В общем, Галиных вечеров мы там больше не устраивали.
* * *
Мне остается только закончить эту главу об университетской жизни рассказом о том, как бесславно она для меня закончилась. Меня попросту отчислили, причем не за политику.
Преподаватель фарси и куратор нашей персидской группы из одиннадцати студентов, Михаил Николаевич Боголюбов, похожий на огромного Ивана Царевича, но только в белом костюме и модно завязанном галстуке (стиль «булавочная головка»), однажды во время весенней сессии сказал мне так: «где что-то литературное, Бетаки уже там! Ну, какой из Вас лингвист, хоть я Вам нередко пятёрки и ставлю, только ведь не Ваше это дело. Короче, что у вас с арабским? Писаревский мне уже жаловался…». Писаревский был пожилой человек в потёртом, всегда перемазанном мелом, костюме. Он, надо сказать, вполне терпеливо принимал у меня зачёт по арабскому в конце года: только после пятой попытки пересдачи сказал, что ничего поделать не может, и разговаривать придется в деканате. (Арабский язык у нас был в том же ранге, что и латынь на филфаке).
Разговор с деканом длился одну минуту. Я был отчислен за неуспеваемость, а когда попросил осенней пересдачи, декан сказал, что в шестой раз у меня зачёта никто принимать не будет, и к тому же, вздохнул он, факультет сокращают наполовину, и если уж гнать, так первыми бездельников, вроде меня. Так вот глупо закончился для меня мой первый студенческий год.
Часть вторая
Институт Покровского (1949 – 1950)
Профессора и стукачи. «Болтай ка» и Алик Мандельштам. Плагиатор Сергей Орлов. Юля-Юля.
Пединститут номер два, он же имени Покровского, был, казалось, специально создан для того, чтобы было куда ссылать университетских профессоров и доцентов. После разгрома Университета из литературоведов там оказались профессор Н. Я. Берковский, прозванный студентами «бизоном» за коренастость и головастость при низком росте, и Д. Е. Максимов, в те времена доцент, уже выпустивший работы о Лермонтове и Брюсове. Больше всего он любил Блока, но тогда о Блоке – книгу? Ну, нет, не требуйте слишком многого!
На неделю попал туда сам Жирмунский! Правда, то ли в обкоме, то ли в Университете, кто-то быстро спохватился, что уж это явный перебор по очкам, и Жирмунского вернули на филфак. А поскольку в космополитизме он был замешан, то читать он стал не Западную литературу и даже не Введение в литературоведение, а тюркский эпос.

=== Фрагмент набора данных ===

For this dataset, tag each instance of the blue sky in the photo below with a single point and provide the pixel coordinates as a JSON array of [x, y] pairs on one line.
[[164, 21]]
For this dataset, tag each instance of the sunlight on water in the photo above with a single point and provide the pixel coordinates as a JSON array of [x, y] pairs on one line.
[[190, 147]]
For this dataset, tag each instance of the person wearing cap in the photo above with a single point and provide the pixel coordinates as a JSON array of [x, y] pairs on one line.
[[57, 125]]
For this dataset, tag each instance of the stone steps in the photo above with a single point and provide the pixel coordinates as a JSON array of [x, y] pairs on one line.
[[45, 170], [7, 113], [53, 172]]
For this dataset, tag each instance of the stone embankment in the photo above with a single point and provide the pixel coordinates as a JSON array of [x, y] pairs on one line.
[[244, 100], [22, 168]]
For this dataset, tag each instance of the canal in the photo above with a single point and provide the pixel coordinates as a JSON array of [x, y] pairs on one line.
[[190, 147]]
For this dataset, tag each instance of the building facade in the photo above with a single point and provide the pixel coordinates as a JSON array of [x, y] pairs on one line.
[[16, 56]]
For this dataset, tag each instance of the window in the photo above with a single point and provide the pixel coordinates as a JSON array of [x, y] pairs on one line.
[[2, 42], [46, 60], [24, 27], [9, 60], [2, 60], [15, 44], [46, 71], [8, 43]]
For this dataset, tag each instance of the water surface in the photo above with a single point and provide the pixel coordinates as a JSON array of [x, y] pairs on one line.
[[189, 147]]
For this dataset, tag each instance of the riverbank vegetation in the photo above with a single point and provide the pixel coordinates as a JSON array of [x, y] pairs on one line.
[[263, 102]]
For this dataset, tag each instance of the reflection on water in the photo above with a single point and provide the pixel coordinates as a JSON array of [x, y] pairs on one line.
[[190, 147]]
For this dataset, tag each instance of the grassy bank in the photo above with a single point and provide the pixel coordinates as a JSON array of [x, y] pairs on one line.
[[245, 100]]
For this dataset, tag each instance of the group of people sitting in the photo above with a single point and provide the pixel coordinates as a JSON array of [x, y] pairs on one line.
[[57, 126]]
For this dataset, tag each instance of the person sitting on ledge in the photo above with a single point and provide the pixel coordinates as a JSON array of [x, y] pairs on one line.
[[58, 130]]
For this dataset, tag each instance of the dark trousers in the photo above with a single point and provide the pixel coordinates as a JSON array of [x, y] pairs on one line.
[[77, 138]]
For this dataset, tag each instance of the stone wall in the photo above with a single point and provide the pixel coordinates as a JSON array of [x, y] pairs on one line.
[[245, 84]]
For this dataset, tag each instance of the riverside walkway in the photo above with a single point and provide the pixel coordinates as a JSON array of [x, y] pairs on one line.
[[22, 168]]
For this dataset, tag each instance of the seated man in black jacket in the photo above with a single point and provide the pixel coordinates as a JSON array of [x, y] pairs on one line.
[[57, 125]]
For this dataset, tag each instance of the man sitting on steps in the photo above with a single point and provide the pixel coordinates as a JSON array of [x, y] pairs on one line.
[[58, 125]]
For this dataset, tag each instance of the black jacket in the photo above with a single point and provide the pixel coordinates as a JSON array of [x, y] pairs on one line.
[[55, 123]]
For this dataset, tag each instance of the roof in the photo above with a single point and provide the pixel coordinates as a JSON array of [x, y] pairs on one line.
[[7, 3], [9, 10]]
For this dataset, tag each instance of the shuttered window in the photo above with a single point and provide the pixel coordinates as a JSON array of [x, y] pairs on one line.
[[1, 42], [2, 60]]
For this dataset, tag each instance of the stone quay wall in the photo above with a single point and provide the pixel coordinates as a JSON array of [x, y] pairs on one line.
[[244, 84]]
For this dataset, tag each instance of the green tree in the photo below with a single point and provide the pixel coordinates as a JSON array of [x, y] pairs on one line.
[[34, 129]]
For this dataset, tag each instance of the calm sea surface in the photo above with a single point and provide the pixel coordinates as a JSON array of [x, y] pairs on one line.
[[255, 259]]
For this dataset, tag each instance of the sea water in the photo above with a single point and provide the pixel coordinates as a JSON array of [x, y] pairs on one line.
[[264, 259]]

=== Задания ===
1. Перепечатайте из цитируемого текста фрагмент от слов «В общем, Галиных» до слов «не за политику.» включительно.
2. Что стал читать Жирмунский после того, как его вернули на филфак, согласно цитируемому тексту?

=== Ответы ===
1.
В общем, Галиных вечеров мы там больше не устраивали.
* * *
Мне остается только закончить эту главу об университетской жизни рассказом о том, как бесславно она для меня закончилась. Меня попросту отчислили, причем не за политику.

2. Тюркский эпос.